**BRIEF 1**. Reproduce word for word the part of the article about Pierre Bonnard starting with "The turning point" and going on through "mindset of Bonnard.".
**BRIEF 2**.
Answer these questions from the article about Pierre Bonnard:
(a) In what year did the Meiji Restoration take place?
(b) What profession did Bonnard's father hope he would enter?
(c) Where was the exhibition of Japanese prints that marked a turning point for Bonnard held?
**BRIEF 3**. Please extend the article about Pierre Bonnard, picking up after its final sentence.

French art of the le Nabi très Japonard
Lee Jay Walker
Modern Tokyo Times
The artist Pierre Bonnard is known for his love of Japanese art. Despite this, the actual cultural impact of the land of the rising sun remains open to debate outside of art. However, he wasn’t nicknamed le Nabi très Japonard (the ultra-Japanese Nabi) for nothing because Bonnard felt a certain freedom after immediately viewing this art form.
Interestingly, Bonnard was born one year before the Meiji Restoration of 1868 that altered Japan dramatically. Hence, the timing of events in Japan would ironically open new horizons for upcoming Japanese artists who would move away from ukiyo-e. Yet, for Bonnard, and other European artists, the fading power of ukiyo-e was fresh and invigorating because these artists witnessed something new.
It is known that Bonnard’s father had hoped that he would enter the legal profession. However, for Bonnard, the world of art was his aspiration. Hence, after quitting law he soon set on the path of being an artist despite the risks involved.
The turning point for Bonnard – in relation to Japanese art – was a major exhibition of prints from the land of the rising sun that was on open display at the École des Beaux-Arts. This exhibition highlighted over one thousand Japanese ukiyo-e art pieces at a time that a fad had emerged in Paris for things related to Japan. Therefore, with his studio being known for showing the works of Hiroshige, Kunisada, Kuniyoshi, and other Japanese artists, the spirit of Japanese art became firmly entrenched within the mindset of Bonnard.

**DATA FOR REVIEW**.
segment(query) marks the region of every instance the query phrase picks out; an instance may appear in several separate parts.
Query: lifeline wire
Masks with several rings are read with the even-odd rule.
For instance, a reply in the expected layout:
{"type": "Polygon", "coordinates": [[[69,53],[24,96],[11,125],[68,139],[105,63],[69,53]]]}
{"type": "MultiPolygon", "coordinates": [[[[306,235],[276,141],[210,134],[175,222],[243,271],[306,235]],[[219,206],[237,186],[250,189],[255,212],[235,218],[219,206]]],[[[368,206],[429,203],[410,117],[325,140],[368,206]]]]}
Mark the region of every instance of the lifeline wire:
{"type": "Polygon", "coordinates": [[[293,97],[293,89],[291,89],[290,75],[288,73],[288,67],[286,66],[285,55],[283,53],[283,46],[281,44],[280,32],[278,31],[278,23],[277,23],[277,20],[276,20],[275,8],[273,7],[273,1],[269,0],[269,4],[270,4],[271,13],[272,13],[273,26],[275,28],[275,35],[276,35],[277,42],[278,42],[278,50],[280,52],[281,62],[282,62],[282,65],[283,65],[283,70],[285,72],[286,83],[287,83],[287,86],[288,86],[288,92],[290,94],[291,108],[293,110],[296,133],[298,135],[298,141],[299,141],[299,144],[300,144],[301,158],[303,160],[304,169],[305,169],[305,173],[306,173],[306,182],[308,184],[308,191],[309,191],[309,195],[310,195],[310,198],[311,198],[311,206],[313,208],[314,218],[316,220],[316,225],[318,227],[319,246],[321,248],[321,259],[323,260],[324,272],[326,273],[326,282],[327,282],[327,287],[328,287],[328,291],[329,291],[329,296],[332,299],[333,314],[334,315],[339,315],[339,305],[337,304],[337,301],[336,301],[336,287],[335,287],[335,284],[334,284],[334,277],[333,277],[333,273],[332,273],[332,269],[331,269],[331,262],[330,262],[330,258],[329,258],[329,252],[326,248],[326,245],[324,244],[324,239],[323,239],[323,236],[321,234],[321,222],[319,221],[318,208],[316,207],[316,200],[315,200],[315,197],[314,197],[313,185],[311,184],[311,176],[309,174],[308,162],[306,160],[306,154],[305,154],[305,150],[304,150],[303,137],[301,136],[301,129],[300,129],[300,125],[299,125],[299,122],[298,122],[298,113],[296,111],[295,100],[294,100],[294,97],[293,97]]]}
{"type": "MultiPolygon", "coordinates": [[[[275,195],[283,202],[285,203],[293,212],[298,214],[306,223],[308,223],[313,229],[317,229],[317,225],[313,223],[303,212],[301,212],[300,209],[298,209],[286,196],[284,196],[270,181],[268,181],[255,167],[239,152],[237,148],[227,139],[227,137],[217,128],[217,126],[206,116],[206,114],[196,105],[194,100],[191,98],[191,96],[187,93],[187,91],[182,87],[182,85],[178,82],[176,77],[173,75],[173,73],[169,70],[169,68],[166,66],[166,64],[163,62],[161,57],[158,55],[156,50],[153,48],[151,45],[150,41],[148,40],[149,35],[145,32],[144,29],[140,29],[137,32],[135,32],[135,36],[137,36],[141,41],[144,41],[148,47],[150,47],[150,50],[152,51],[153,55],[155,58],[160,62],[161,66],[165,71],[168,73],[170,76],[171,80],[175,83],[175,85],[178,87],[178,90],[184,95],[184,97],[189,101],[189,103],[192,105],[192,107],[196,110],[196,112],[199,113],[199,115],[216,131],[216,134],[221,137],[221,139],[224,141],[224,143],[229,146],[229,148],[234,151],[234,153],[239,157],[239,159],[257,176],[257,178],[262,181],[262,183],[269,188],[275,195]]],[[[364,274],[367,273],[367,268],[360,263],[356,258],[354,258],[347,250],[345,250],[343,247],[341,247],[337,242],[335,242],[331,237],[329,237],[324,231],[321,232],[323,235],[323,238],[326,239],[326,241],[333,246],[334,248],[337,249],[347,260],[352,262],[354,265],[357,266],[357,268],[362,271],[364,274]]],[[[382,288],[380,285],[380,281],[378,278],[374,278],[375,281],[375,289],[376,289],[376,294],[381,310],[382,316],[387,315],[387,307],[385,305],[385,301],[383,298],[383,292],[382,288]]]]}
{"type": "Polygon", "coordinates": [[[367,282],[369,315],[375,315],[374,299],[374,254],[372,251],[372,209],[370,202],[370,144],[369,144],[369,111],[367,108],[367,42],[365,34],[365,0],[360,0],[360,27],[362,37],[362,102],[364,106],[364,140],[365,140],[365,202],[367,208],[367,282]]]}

**REPLY 1**.
The turning point for Bonnard – in relation to Japanese art – was a major exhibition of prints from the land of the rising sun that was on open display at the École des Beaux-Arts. This exhibition highlighted over one thousand Japanese ukiyo-e art pieces at a time that a fad had emerged in Paris for things related to Japan. Therefore, with his studio being known for showing the works of Hiroshige, Kunisada, Kuniyoshi, and other Japanese artists, the spirit of Japanese art became firmly entrenched within the mindset of Bonnard.

**REPLY 2**.
(a) 1868
(b) The legal profession
(c) At the École des Beaux-Arts

**REPLY 3**.
Of course, other famous artists admired Japanese art to varying degrees. This notably applies to Paul Gauguin, Vincent Van Gogh, Edgar Degas, Claude Monet, Toulouse-Lautrec, Pierre Auguste-Renoir, Camille Pissarro, Mary Cassatt – and many other artists – including James Abbot McNeill Whistler. Yet, for the young Bonnard, it is clear that his admiration was to a much higher degree during his informative years.
Overall, it is known that at a time of revolutionary change within the soul of Bonnard that the art world of Japan impacted upon him. Indeed, just like Bonnard left law school and felt new freedom at such a young age, the world of ukiyo-e also freed him because new artistic concepts entered his mind. Therefore, all the right artistic jigsaw pieces fell into place for Bonnard during his early love affair with Japanese art. Hence, Bonnard was rightly called le Nabi très Japonard!